__PROBLEM TO SOLVE__
Repeat the records below word for word, beginning at the line that contains "Task: where can the man's head" and stopping after the line that contains "x=515, y=70".

__EXERCISE MATERIALS__
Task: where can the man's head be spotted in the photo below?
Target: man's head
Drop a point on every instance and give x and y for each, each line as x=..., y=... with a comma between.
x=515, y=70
...
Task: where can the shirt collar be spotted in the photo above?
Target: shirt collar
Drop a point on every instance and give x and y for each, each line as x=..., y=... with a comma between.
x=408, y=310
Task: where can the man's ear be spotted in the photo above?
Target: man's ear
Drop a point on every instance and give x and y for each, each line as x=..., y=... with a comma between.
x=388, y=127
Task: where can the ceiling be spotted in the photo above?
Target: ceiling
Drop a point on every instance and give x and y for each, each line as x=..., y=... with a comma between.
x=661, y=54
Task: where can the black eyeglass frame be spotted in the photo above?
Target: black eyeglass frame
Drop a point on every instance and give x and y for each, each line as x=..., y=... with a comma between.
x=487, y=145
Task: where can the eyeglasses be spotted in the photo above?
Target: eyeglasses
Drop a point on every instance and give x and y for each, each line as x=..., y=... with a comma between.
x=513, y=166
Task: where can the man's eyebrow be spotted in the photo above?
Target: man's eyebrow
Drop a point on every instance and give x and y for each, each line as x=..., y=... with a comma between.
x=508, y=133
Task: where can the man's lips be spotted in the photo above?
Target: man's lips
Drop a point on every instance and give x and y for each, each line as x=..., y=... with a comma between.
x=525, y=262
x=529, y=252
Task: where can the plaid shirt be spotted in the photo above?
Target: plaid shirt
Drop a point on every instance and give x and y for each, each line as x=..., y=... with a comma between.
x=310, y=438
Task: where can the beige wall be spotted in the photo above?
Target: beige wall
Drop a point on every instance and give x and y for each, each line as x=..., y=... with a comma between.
---
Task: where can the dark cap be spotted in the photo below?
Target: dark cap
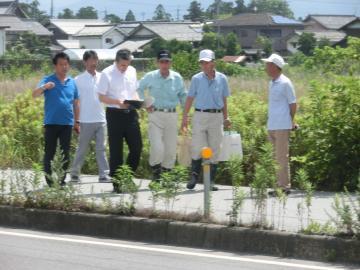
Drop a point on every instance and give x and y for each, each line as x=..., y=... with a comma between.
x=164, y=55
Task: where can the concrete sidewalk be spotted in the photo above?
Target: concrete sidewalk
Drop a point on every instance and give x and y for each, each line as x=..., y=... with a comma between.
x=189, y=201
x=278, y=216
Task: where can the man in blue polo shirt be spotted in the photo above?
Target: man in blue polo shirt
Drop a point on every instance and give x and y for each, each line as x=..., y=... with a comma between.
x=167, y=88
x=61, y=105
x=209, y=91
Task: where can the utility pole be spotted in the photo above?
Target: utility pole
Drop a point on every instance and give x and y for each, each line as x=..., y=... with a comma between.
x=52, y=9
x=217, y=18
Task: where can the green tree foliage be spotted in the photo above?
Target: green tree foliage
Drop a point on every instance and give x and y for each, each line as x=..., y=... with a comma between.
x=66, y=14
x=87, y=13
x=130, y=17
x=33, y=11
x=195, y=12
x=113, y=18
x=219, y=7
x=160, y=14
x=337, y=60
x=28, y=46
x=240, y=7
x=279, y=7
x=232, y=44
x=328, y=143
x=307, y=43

__WORKED ANSWER__
Task: where can the man's head be spotted in the photo below?
Target: man's head
Drop a point on every instance and give x and y for each, each line as x=..., y=... with a comma between.
x=515, y=70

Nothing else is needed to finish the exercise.